What is being asked >> Reproduce the listing below in full, swapping every occurrence of "Kindly review" for "Please examine" and leaving all other text unchanged.
/---
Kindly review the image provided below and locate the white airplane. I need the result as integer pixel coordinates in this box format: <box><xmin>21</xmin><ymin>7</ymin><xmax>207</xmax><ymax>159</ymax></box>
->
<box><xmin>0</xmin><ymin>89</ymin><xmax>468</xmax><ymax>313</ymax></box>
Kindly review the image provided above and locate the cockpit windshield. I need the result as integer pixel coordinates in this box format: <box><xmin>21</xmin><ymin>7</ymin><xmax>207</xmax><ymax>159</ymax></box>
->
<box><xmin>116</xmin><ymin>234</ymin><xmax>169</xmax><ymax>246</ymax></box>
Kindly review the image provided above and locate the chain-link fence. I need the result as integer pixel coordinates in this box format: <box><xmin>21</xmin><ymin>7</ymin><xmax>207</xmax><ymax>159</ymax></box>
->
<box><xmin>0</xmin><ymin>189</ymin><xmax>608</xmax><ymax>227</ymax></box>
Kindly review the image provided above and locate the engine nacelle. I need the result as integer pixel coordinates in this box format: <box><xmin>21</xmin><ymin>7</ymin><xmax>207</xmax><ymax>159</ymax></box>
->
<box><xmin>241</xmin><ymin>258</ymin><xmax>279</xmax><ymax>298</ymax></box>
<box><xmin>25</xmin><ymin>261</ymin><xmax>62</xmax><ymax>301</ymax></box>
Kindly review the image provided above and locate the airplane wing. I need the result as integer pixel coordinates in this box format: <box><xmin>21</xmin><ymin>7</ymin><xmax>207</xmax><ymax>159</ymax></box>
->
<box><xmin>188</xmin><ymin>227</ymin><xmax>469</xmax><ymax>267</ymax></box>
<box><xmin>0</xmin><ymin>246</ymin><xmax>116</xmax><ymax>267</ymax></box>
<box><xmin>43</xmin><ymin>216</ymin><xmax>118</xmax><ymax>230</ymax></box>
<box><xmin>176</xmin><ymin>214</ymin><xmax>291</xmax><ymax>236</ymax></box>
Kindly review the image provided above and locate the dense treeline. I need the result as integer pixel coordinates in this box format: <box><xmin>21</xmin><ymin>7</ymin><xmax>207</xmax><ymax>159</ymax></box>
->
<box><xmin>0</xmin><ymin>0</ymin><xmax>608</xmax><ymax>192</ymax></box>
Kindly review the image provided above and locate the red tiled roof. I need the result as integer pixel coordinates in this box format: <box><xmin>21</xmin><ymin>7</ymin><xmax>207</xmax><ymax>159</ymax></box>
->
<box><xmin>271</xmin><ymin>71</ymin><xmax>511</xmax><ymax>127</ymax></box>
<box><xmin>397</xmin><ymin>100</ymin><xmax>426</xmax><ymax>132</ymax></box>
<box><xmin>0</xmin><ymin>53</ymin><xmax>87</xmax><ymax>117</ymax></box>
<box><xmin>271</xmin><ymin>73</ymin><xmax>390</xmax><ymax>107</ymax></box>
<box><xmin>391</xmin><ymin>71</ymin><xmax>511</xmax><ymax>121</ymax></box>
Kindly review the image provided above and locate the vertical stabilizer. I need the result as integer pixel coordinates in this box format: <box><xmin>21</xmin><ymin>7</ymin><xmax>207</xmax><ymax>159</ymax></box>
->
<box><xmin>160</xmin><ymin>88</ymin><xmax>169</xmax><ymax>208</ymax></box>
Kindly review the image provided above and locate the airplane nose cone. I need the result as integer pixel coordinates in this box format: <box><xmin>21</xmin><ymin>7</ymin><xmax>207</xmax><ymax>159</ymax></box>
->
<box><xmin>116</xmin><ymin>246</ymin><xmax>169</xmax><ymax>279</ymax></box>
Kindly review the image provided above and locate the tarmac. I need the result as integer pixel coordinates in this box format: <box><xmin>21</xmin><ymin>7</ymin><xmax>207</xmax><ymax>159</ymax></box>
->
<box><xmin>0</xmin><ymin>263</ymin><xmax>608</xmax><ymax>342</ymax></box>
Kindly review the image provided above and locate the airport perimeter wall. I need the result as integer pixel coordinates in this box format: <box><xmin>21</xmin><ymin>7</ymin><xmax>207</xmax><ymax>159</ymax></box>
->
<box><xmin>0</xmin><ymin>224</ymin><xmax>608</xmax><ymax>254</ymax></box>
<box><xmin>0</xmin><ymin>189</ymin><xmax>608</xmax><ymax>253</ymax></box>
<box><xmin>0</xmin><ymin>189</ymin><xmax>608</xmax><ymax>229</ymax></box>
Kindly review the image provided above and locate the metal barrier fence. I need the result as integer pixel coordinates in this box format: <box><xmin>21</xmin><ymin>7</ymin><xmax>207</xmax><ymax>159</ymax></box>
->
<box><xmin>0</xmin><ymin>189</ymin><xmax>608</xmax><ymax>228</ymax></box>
\---
Solved exercise >>
Please examine the image provided below and locate the white airplane. I need the result as integer pixel coordinates in this box format: <box><xmin>21</xmin><ymin>7</ymin><xmax>207</xmax><ymax>159</ymax></box>
->
<box><xmin>0</xmin><ymin>89</ymin><xmax>468</xmax><ymax>313</ymax></box>
Please examine the image provided above and locate the cockpit windshield. I need the result as integer pixel coordinates in this box format: <box><xmin>21</xmin><ymin>7</ymin><xmax>207</xmax><ymax>159</ymax></box>
->
<box><xmin>116</xmin><ymin>234</ymin><xmax>169</xmax><ymax>246</ymax></box>
Please examine the image provided above and locate the chain-link fence. I need the result as integer pixel coordinates in this box format: <box><xmin>21</xmin><ymin>7</ymin><xmax>207</xmax><ymax>159</ymax></box>
->
<box><xmin>0</xmin><ymin>189</ymin><xmax>608</xmax><ymax>227</ymax></box>
Please examine the image provided above and locate the engine nacelle. I need the result as integer pixel coordinates in this box format: <box><xmin>21</xmin><ymin>7</ymin><xmax>207</xmax><ymax>159</ymax></box>
->
<box><xmin>241</xmin><ymin>258</ymin><xmax>279</xmax><ymax>298</ymax></box>
<box><xmin>25</xmin><ymin>261</ymin><xmax>62</xmax><ymax>301</ymax></box>
Please examine the image provided above and locate the airplane wing. I need the result as integer pixel coordinates in this box format: <box><xmin>21</xmin><ymin>7</ymin><xmax>207</xmax><ymax>159</ymax></box>
->
<box><xmin>188</xmin><ymin>227</ymin><xmax>469</xmax><ymax>267</ymax></box>
<box><xmin>0</xmin><ymin>246</ymin><xmax>116</xmax><ymax>267</ymax></box>
<box><xmin>43</xmin><ymin>216</ymin><xmax>118</xmax><ymax>230</ymax></box>
<box><xmin>176</xmin><ymin>214</ymin><xmax>291</xmax><ymax>236</ymax></box>
Please examine the image provided above and locate the dense treeline. I need the result as integer pixel coordinates in this box format: <box><xmin>21</xmin><ymin>7</ymin><xmax>207</xmax><ymax>159</ymax></box>
->
<box><xmin>0</xmin><ymin>0</ymin><xmax>608</xmax><ymax>192</ymax></box>
Please examine the image provided above and locate the red tiled roof. I need the result as integer pixel coordinates in this box format: <box><xmin>21</xmin><ymin>7</ymin><xmax>207</xmax><ymax>159</ymax></box>
->
<box><xmin>271</xmin><ymin>71</ymin><xmax>511</xmax><ymax>127</ymax></box>
<box><xmin>397</xmin><ymin>100</ymin><xmax>426</xmax><ymax>132</ymax></box>
<box><xmin>0</xmin><ymin>53</ymin><xmax>87</xmax><ymax>117</ymax></box>
<box><xmin>271</xmin><ymin>73</ymin><xmax>390</xmax><ymax>107</ymax></box>
<box><xmin>391</xmin><ymin>71</ymin><xmax>511</xmax><ymax>121</ymax></box>
Please examine the image provided above and locate the vertical stabilizer. I need the result as integer pixel coordinates in this box format: <box><xmin>21</xmin><ymin>7</ymin><xmax>207</xmax><ymax>159</ymax></box>
->
<box><xmin>160</xmin><ymin>88</ymin><xmax>169</xmax><ymax>208</ymax></box>
Please examine the image provided above and locate the airplane nose cone. I need the result as integer pixel coordinates in this box format: <box><xmin>21</xmin><ymin>7</ymin><xmax>207</xmax><ymax>159</ymax></box>
->
<box><xmin>116</xmin><ymin>246</ymin><xmax>169</xmax><ymax>279</ymax></box>
Please examine the image provided above and locate the tarmac. I need the result as integer pixel coordinates in this box format: <box><xmin>21</xmin><ymin>7</ymin><xmax>207</xmax><ymax>159</ymax></box>
->
<box><xmin>0</xmin><ymin>263</ymin><xmax>608</xmax><ymax>342</ymax></box>
Please examine the image provided above and locate the airport perimeter wall. I need the result as integer pixel coordinates in this box format: <box><xmin>21</xmin><ymin>7</ymin><xmax>207</xmax><ymax>159</ymax></box>
->
<box><xmin>0</xmin><ymin>224</ymin><xmax>608</xmax><ymax>254</ymax></box>
<box><xmin>0</xmin><ymin>189</ymin><xmax>608</xmax><ymax>253</ymax></box>
<box><xmin>0</xmin><ymin>189</ymin><xmax>608</xmax><ymax>229</ymax></box>
Please examine the image provided above and locate the metal barrier fence. I need the result as integer pixel coordinates in this box format: <box><xmin>21</xmin><ymin>7</ymin><xmax>207</xmax><ymax>159</ymax></box>
->
<box><xmin>0</xmin><ymin>189</ymin><xmax>608</xmax><ymax>228</ymax></box>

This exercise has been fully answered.